- DO THIS
Reproduce the data from the line with "segment --target=bubble on water" up to and including the line with "M 592 89 L 396", renaming "vertices" to "points" everywhere and keeping everything else unchanged.

- Data listing
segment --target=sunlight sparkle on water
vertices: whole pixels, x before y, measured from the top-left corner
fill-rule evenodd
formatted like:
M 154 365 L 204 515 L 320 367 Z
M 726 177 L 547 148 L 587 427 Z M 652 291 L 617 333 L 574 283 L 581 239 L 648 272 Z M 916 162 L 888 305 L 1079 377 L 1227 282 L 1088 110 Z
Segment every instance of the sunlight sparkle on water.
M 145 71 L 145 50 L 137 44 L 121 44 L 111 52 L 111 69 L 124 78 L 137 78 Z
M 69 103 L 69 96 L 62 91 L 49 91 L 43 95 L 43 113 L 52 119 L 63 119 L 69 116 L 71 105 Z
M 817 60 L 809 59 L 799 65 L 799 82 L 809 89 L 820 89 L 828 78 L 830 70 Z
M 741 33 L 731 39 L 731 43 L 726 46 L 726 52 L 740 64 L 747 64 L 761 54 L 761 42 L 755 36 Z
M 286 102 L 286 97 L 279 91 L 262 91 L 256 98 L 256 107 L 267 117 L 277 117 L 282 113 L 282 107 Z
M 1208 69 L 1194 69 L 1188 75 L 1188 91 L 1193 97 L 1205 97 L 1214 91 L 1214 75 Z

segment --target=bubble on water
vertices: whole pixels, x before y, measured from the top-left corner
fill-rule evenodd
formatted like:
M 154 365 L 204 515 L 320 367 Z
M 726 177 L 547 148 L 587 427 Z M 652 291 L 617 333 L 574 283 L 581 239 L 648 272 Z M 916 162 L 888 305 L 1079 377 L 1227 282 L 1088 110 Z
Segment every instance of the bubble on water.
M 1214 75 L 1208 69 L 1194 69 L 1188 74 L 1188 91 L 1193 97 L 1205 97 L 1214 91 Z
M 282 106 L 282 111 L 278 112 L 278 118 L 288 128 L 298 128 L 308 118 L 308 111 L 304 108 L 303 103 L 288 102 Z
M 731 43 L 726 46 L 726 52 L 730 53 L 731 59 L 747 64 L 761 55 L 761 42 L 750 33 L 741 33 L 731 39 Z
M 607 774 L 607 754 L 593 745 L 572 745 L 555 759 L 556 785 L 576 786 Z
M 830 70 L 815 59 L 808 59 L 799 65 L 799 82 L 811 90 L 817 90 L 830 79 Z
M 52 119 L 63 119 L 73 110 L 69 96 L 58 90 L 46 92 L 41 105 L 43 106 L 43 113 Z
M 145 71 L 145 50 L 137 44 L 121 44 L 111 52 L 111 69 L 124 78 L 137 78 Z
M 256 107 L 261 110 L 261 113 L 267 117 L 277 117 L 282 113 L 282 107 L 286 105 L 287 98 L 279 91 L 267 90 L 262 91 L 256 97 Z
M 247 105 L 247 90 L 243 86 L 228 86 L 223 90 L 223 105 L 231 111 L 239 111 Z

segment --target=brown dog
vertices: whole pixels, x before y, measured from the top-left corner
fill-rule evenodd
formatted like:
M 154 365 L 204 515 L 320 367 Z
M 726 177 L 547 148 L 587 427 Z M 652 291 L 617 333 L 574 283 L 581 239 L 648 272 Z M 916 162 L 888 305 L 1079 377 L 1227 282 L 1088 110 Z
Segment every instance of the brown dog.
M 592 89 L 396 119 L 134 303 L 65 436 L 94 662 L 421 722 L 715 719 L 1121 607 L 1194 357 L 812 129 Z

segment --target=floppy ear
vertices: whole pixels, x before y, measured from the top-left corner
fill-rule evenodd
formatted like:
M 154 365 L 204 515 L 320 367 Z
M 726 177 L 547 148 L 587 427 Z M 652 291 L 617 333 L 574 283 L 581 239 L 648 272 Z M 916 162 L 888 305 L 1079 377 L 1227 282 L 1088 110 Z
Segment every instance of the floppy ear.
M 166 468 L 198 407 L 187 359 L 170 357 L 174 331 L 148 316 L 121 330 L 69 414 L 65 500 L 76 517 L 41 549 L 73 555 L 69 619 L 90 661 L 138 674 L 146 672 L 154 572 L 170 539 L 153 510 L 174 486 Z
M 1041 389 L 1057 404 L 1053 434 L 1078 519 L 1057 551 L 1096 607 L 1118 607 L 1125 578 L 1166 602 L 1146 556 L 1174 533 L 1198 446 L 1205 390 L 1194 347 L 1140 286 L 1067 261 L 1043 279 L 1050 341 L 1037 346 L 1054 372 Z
---
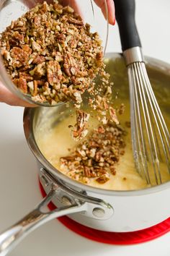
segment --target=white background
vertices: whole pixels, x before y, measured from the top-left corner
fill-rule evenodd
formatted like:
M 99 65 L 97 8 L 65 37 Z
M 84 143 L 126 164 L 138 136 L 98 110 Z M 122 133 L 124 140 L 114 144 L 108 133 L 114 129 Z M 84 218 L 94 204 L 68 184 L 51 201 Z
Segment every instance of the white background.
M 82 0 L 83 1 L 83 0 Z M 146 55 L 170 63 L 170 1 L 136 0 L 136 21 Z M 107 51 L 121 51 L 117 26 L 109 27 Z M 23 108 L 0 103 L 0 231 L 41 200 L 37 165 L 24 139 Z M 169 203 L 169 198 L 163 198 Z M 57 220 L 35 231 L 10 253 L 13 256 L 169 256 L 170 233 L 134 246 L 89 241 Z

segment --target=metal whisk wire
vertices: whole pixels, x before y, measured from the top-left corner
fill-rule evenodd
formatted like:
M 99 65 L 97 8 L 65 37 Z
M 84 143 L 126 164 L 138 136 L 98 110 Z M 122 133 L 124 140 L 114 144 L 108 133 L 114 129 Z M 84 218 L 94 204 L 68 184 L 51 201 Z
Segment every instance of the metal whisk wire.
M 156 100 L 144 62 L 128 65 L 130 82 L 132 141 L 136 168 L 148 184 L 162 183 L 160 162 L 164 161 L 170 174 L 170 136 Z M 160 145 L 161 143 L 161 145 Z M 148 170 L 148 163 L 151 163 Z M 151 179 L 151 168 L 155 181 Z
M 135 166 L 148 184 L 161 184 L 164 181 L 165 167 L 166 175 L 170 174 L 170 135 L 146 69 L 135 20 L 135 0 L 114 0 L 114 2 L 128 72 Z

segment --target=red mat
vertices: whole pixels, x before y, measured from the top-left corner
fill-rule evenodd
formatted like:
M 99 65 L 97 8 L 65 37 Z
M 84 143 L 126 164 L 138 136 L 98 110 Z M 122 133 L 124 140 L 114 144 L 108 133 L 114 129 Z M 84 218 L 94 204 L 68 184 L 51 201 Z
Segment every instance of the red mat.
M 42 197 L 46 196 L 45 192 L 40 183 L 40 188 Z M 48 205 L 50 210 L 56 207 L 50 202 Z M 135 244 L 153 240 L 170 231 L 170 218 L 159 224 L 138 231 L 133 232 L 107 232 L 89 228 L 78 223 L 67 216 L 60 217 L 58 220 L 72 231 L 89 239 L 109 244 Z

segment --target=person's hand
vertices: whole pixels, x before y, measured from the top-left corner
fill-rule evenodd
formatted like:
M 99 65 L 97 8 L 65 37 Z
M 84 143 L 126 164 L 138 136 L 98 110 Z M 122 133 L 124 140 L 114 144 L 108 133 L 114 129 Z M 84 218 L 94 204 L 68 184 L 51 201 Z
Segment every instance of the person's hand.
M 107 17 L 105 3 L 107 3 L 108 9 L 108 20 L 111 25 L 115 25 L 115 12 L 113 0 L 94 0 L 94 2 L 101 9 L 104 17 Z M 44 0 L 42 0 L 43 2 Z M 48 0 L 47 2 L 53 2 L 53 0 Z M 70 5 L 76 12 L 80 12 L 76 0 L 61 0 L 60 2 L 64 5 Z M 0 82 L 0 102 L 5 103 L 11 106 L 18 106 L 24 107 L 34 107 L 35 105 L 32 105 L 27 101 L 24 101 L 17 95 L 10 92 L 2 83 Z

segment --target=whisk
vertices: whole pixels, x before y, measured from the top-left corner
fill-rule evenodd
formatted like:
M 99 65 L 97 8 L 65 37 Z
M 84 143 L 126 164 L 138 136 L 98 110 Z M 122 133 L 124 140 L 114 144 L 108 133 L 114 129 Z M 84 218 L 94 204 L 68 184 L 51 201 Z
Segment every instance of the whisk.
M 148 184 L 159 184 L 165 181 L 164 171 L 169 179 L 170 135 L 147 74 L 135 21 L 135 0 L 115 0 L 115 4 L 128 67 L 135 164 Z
* * *
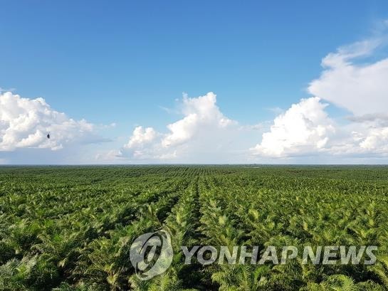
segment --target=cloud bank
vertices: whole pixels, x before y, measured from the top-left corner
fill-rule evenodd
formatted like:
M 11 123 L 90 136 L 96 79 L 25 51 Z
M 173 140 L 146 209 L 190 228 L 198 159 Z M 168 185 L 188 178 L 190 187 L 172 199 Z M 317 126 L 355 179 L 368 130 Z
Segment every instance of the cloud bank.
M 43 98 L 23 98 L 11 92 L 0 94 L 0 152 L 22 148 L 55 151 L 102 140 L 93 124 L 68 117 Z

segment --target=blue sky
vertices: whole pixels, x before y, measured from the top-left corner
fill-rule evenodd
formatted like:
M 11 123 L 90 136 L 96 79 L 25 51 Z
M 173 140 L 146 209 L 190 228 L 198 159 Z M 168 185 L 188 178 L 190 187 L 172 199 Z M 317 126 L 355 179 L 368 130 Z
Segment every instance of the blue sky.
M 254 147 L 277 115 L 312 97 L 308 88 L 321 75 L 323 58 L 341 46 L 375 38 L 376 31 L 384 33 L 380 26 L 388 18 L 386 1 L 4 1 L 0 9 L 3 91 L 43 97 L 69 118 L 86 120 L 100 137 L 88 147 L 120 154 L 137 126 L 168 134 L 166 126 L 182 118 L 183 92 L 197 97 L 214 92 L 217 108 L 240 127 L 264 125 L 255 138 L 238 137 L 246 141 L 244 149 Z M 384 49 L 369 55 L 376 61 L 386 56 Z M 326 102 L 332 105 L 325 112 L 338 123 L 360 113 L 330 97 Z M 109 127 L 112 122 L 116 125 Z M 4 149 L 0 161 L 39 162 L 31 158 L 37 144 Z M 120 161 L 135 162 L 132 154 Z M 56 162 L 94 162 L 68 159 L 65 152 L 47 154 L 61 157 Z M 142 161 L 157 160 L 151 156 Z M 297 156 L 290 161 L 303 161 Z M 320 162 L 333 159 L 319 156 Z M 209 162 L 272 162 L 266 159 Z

- EXERCISE OUTPUT
segment --target=bubble on water
points: whole pixels, x before y, measured from the top-left corner
fill-rule evenodd
formatted like:
M 154 365 L 204 515 L 320 367 Z
M 726 177 L 547 148 L 587 427 Z M 652 291 L 617 333 L 574 283 L 581 239 L 648 272 Z M 916 162 L 888 305 L 1079 377 L 1227 282 L 1088 110 Z
Segment every instance of the bubble on water.
M 1214 75 L 1208 69 L 1194 69 L 1188 74 L 1188 91 L 1193 97 L 1205 97 L 1214 91 Z
M 282 106 L 282 111 L 278 112 L 278 118 L 288 128 L 298 128 L 308 118 L 308 111 L 304 108 L 303 103 L 288 102 Z
M 731 43 L 726 46 L 726 52 L 730 53 L 731 59 L 747 64 L 761 55 L 761 42 L 750 33 L 741 33 L 731 39 Z
M 607 774 L 607 754 L 593 745 L 572 745 L 555 759 L 556 785 L 576 786 Z
M 830 70 L 815 59 L 808 59 L 799 65 L 799 82 L 811 90 L 817 90 L 830 79 Z
M 52 119 L 63 119 L 73 110 L 69 96 L 58 90 L 46 92 L 41 105 L 43 106 L 43 113 Z
M 145 71 L 145 50 L 137 44 L 121 44 L 111 52 L 111 69 L 124 78 L 137 78 Z
M 256 107 L 261 110 L 261 113 L 267 117 L 277 117 L 282 113 L 282 107 L 286 105 L 287 98 L 279 91 L 267 90 L 262 91 L 256 97 Z
M 247 105 L 247 90 L 243 86 L 228 86 L 223 90 L 223 105 L 231 111 L 239 111 Z

segment --target=brown dog
points: whole pixels, x before y, measured from the top-left corner
fill-rule evenodd
formatted like:
M 154 365 L 204 515 L 320 367 Z
M 726 177 L 547 148 L 587 427 Z M 652 291 L 617 333 L 574 283 L 581 239 L 648 272 Z M 916 162 L 888 305 L 1079 377 L 1227 282 L 1088 110 Z
Segment every instance of the brown dog.
M 592 89 L 396 119 L 134 303 L 65 436 L 94 662 L 421 722 L 715 719 L 1121 607 L 1194 357 L 812 129 Z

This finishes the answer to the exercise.